* WHAT IS NEEDED:
How many of the rows below contain the string "shirt"? Letter case counts. Reply with the number alone.

· · · · · · ·

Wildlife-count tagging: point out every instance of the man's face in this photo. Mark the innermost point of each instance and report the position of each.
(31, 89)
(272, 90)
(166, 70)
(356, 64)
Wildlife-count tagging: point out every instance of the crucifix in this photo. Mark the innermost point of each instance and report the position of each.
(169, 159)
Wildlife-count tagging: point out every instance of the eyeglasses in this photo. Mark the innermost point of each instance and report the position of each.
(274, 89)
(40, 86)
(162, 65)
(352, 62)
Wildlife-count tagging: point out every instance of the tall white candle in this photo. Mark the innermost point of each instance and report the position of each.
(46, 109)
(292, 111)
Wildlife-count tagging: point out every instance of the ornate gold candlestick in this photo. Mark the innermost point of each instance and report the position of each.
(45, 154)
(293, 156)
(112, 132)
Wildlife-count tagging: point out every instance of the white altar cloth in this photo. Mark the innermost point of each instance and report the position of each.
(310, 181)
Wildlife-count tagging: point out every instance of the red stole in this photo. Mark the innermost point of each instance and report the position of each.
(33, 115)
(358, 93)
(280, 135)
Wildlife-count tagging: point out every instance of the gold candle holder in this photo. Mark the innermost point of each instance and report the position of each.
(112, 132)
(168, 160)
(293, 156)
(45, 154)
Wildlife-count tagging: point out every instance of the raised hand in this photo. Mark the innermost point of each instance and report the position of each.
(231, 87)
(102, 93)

· · · · · · ·

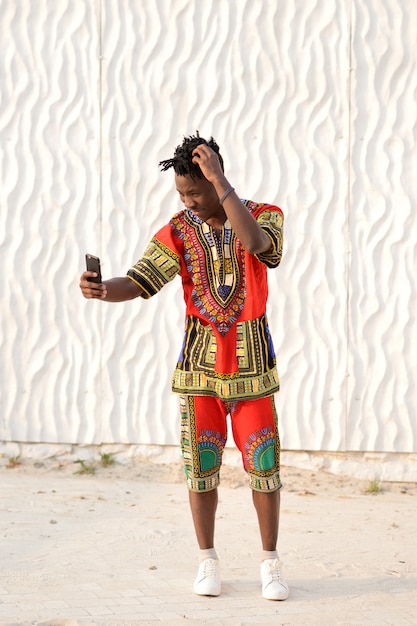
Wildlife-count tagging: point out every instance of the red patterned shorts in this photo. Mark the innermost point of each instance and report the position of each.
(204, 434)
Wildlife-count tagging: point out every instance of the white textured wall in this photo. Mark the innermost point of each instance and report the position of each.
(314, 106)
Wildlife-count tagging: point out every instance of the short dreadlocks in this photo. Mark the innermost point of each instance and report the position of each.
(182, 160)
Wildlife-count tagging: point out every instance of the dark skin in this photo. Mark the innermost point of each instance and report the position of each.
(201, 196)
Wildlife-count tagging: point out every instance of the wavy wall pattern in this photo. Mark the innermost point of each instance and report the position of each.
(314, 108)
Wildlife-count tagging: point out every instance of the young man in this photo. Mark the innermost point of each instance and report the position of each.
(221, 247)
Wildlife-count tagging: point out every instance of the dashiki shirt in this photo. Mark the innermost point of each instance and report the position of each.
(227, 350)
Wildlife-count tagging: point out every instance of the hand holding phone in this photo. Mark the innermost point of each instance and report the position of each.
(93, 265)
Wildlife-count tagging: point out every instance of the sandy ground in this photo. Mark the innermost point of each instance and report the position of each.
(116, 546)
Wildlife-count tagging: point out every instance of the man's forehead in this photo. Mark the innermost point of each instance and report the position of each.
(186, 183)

· · · · · · ·

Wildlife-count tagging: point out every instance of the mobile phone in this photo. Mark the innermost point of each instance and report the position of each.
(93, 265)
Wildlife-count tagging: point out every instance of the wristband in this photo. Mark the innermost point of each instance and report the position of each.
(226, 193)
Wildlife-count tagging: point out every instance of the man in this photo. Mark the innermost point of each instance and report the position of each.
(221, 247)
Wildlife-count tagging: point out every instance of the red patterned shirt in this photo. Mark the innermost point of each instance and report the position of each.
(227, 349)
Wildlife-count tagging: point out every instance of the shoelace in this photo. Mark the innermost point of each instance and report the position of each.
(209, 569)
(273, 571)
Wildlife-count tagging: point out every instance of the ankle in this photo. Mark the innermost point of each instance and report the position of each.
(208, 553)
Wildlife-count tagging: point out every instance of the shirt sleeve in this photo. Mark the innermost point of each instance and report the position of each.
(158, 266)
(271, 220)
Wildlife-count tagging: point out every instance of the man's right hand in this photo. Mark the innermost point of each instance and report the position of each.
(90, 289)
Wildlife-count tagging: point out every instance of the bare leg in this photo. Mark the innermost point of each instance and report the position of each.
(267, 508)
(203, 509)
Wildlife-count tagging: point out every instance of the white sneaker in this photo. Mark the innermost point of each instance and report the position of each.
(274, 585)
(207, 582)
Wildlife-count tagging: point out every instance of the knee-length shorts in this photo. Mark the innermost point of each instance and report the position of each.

· · · · · · ·

* ANSWER TO THIS PROBLEM:
3